◆ **What is expected**
Using the records below, give again exactly the lines from the line that contains "on the green" through the line that contains "on the grassy", both ends included, and only those.

◆ **Data extract**
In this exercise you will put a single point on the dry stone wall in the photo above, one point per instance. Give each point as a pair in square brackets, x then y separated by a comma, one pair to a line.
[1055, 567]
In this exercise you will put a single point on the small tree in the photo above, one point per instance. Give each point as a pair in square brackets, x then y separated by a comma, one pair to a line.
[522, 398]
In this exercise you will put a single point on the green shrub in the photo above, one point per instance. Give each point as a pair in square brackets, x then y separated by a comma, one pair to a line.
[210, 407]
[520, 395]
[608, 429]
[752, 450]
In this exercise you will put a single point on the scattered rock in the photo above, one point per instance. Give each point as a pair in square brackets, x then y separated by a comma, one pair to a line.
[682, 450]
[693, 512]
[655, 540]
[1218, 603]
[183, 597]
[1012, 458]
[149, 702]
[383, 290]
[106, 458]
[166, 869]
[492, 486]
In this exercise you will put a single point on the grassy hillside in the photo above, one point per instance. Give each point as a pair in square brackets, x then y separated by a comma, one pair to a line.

* * *

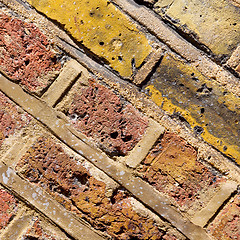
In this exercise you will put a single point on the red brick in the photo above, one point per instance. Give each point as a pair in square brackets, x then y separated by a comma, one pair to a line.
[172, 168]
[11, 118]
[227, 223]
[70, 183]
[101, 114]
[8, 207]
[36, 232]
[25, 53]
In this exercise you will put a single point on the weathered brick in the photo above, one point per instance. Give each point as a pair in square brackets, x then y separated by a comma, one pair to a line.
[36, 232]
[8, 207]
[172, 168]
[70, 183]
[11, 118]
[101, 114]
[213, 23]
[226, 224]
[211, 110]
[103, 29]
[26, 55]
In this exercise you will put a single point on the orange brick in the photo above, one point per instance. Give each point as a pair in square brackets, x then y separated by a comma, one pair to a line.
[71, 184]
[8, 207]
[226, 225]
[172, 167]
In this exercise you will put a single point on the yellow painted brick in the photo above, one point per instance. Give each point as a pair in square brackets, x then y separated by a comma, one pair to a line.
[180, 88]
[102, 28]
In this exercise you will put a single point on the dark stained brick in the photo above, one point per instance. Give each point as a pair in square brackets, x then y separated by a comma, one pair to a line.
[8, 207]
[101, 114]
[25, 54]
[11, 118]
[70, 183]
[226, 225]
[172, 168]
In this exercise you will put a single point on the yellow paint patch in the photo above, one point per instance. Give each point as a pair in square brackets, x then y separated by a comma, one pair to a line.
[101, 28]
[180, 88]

◆ **Answer for this exercise**
In this exercise you will put a single point on the green shrub in the photo above, one point per instance. Give each point as a pair in square brackets, x then y separated by a comma, one pair to a line.
[210, 407]
[520, 395]
[608, 429]
[752, 450]
In this exercise you will put a single point on the scattered rock in the photo above, one point per instance. Give each point as a pair in square brackets, x then y separated by a comma, one pair to a line.
[682, 450]
[693, 512]
[655, 540]
[1218, 603]
[183, 597]
[1012, 458]
[149, 702]
[383, 290]
[106, 458]
[166, 869]
[492, 486]
In this exercise you will put a single point on the grassy hillside in the photo above, one point per instance. Give each point as a pair in square brackets, x then y separated by a comma, one pair to a line.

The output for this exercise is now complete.